┌──

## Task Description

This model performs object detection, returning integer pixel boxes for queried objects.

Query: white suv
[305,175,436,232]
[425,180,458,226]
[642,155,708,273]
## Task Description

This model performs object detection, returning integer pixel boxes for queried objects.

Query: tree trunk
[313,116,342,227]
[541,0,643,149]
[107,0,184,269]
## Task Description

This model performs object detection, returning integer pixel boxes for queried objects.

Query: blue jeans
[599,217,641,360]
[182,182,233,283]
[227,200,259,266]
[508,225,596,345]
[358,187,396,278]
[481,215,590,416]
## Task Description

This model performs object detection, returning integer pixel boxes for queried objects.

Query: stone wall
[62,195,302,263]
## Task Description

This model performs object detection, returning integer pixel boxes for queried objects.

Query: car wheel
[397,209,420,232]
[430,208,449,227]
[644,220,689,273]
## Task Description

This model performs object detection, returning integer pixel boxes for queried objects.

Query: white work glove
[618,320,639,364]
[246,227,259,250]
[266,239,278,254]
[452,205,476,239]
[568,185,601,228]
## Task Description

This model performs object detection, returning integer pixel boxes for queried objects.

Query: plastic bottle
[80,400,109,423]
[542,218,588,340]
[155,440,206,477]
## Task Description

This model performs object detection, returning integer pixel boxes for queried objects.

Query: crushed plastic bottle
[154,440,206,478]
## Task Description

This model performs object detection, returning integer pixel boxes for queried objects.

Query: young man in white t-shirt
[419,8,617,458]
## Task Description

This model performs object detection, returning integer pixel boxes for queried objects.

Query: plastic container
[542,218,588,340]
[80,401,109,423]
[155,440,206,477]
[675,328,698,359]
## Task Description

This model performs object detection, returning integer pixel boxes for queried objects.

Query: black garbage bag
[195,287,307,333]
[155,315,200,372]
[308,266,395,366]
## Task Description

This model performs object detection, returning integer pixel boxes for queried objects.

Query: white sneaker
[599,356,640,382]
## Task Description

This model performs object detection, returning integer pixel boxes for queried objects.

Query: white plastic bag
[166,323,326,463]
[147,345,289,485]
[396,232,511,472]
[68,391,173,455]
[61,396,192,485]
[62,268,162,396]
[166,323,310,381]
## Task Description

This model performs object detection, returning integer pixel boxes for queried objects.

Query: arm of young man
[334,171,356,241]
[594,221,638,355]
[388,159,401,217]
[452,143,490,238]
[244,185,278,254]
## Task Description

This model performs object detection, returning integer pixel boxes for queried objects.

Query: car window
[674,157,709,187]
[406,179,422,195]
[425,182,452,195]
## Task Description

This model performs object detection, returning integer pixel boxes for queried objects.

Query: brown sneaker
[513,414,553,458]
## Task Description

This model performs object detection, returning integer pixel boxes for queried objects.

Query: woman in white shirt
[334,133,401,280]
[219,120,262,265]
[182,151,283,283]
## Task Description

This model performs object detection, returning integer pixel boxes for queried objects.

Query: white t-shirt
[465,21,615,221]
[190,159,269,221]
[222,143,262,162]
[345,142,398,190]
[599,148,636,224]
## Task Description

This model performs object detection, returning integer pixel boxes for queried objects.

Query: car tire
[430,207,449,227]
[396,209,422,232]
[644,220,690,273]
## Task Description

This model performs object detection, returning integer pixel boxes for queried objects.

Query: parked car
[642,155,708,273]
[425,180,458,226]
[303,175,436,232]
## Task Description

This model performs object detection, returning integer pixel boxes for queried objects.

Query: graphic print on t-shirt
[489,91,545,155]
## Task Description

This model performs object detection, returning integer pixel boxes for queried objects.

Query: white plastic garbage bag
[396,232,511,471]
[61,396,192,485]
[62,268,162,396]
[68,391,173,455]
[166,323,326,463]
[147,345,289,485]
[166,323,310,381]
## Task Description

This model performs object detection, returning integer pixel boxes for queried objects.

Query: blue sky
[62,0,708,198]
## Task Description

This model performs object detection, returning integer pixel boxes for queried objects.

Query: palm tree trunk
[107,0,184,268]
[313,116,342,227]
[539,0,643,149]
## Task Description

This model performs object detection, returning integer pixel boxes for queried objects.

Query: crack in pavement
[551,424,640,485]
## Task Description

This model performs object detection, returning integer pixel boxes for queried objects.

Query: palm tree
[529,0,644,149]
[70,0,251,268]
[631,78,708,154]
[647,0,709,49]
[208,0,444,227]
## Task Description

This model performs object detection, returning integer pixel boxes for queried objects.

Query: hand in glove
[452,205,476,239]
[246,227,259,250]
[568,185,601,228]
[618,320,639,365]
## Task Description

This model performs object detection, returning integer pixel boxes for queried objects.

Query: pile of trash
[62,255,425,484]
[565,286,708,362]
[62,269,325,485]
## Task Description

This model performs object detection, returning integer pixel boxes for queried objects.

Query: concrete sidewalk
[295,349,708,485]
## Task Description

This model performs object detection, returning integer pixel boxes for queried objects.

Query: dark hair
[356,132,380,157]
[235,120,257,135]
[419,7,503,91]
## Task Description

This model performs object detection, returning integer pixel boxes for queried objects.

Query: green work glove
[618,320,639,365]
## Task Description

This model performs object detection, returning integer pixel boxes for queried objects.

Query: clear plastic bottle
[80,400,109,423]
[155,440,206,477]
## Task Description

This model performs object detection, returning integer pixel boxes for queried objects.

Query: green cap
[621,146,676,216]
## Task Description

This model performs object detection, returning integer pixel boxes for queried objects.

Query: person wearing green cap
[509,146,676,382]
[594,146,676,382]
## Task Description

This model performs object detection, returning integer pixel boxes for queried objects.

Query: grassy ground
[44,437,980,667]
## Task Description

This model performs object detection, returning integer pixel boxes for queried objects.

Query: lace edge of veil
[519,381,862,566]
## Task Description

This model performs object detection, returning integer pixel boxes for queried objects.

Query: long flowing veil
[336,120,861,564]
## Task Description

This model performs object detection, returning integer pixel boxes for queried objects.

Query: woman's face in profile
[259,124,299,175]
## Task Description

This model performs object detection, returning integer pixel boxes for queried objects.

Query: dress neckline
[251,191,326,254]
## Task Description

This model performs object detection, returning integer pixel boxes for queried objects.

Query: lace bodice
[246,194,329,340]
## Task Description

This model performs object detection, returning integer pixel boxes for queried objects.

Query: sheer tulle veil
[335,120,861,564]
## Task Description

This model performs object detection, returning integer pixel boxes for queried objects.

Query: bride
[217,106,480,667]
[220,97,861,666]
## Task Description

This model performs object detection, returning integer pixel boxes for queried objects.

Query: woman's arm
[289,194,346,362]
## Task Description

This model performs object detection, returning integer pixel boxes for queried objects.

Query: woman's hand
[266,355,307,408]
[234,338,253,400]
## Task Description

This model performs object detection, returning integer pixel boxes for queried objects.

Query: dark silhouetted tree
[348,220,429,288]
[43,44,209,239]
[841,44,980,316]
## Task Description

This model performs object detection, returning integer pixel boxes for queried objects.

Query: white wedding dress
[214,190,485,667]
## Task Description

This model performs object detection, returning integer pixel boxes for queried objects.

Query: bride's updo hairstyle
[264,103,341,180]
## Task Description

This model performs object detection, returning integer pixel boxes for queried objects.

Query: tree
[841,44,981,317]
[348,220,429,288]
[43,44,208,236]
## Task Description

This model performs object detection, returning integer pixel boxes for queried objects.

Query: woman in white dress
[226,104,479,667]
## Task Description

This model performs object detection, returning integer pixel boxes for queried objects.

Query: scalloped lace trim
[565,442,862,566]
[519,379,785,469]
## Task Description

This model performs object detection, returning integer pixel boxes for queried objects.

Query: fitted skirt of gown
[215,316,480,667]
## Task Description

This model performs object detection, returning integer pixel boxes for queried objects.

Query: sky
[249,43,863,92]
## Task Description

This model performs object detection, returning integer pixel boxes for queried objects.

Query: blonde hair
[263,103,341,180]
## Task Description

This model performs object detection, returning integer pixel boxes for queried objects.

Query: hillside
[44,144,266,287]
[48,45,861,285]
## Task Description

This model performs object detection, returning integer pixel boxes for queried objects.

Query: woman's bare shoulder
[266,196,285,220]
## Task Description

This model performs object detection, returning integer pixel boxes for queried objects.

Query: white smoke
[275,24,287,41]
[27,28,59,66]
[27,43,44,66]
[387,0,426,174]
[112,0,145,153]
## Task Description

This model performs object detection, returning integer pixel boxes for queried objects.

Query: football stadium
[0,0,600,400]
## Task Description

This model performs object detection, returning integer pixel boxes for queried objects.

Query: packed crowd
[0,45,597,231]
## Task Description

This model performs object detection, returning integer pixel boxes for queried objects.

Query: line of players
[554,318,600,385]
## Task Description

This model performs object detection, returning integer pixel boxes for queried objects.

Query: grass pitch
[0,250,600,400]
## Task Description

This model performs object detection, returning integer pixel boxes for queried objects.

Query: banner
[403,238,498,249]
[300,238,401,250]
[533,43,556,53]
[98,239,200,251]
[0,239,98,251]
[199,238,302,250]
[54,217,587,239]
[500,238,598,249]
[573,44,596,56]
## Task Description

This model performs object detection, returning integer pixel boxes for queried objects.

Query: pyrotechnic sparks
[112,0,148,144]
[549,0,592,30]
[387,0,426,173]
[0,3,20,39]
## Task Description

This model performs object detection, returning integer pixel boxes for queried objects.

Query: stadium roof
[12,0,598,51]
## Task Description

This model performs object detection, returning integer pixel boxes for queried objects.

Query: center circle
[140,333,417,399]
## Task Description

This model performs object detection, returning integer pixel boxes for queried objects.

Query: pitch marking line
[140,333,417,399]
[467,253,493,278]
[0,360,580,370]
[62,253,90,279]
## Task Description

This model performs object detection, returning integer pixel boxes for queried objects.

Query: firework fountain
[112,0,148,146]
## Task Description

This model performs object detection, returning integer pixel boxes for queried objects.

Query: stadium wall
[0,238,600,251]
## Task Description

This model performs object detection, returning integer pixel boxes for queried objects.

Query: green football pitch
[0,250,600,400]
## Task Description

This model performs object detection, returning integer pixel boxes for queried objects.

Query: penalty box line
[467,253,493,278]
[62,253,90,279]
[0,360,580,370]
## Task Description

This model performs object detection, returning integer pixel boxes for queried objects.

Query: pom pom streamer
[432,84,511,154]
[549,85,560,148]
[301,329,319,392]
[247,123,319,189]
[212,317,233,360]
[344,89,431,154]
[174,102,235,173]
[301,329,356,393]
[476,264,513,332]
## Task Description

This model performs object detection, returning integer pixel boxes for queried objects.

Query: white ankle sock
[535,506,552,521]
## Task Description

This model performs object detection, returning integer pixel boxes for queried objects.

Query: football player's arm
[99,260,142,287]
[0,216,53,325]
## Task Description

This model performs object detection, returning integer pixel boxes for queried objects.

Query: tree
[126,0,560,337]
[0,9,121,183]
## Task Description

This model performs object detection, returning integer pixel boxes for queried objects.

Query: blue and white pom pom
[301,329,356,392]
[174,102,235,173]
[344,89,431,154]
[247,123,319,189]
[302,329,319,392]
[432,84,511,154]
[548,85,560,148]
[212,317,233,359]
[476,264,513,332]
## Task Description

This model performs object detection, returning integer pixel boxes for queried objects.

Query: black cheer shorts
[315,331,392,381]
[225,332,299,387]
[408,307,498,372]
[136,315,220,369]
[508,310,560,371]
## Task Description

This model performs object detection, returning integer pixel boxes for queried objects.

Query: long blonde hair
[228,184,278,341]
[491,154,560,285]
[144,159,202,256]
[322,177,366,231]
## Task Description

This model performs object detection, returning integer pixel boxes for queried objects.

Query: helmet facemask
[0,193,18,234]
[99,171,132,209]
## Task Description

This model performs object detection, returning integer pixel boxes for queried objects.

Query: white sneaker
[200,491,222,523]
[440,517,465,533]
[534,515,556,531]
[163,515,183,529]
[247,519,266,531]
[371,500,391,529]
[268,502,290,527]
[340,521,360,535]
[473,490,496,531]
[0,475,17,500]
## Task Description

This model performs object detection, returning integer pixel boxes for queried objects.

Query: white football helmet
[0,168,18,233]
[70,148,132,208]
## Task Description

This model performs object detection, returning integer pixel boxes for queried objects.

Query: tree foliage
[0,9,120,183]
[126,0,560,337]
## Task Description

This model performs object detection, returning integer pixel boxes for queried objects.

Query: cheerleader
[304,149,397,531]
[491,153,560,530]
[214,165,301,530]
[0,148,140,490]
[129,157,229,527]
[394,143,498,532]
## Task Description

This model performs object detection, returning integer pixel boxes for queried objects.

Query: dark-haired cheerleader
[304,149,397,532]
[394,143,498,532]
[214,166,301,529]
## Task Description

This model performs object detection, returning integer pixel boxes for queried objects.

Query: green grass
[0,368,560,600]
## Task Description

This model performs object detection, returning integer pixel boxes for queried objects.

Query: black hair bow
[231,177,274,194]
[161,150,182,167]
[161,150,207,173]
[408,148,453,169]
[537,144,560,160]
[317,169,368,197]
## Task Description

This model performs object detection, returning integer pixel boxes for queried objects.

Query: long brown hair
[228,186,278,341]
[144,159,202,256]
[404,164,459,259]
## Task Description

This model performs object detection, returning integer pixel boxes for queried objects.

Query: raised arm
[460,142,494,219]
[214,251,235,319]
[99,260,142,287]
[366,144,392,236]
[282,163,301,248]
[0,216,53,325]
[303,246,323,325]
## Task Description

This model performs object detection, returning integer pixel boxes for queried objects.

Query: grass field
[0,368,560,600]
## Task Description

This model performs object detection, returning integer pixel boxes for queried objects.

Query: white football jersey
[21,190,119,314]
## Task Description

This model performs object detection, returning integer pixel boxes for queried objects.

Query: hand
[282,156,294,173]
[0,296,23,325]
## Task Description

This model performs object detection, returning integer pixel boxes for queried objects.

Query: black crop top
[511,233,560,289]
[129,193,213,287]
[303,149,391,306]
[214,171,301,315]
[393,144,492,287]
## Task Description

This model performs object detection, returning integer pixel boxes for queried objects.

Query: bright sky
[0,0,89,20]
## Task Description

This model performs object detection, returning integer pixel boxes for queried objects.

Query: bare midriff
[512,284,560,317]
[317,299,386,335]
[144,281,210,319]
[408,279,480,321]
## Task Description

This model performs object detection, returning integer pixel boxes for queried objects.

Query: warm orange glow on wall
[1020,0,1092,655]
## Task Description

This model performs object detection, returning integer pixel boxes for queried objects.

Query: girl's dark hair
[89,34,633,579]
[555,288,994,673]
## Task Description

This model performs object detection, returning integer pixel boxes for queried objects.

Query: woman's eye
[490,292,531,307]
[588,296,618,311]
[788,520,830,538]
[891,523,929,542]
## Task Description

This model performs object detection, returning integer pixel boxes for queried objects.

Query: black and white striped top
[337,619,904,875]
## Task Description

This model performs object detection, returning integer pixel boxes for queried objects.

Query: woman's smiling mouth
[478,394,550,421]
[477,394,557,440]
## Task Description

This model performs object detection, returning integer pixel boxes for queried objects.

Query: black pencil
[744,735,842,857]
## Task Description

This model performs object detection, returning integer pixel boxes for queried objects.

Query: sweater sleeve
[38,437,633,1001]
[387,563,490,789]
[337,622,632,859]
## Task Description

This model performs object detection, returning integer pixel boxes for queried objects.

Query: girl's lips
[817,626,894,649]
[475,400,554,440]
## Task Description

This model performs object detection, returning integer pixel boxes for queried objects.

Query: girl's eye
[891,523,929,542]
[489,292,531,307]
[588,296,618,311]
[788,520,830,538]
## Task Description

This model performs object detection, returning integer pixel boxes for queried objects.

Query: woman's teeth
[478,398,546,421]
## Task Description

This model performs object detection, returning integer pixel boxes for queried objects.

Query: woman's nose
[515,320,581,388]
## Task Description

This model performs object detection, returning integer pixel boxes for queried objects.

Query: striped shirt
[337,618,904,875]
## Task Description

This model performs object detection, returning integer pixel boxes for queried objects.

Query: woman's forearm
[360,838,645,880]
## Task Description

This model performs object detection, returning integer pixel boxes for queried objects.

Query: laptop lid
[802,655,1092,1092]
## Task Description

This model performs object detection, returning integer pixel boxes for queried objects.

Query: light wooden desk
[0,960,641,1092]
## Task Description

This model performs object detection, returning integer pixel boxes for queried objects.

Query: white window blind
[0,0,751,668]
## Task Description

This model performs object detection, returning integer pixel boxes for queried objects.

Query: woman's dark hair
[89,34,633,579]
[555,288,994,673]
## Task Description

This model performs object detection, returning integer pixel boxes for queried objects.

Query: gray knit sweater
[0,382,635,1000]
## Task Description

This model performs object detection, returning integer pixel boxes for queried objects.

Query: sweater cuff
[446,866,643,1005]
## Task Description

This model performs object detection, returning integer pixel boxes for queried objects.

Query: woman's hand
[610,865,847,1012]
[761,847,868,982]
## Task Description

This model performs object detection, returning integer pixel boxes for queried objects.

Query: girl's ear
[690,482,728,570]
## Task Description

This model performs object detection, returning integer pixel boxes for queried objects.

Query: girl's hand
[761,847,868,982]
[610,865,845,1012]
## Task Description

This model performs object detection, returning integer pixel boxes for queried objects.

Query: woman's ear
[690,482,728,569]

└──

Apresente como CSV de duas colunas, chamadas texto e resposta, as entradas que vão do início até a linha que contém "[107,0,184,269]", inclusive. Cada entrada deve ocupar uma linha, com o texto e a resposta cada um em um único campo entre aspas, trocando as quebras de linha por espaços.

texto,resposta
"## Task Description This model performs object detection, returning integer pixel boxes for queried objects. Query: white suv","[305,175,436,232] [425,180,458,226] [642,155,708,273]"
"## Task Description This model performs object detection, returning integer pixel boxes for queried objects. Query: tree trunk","[313,116,342,227] [541,0,643,149] [107,0,184,269]"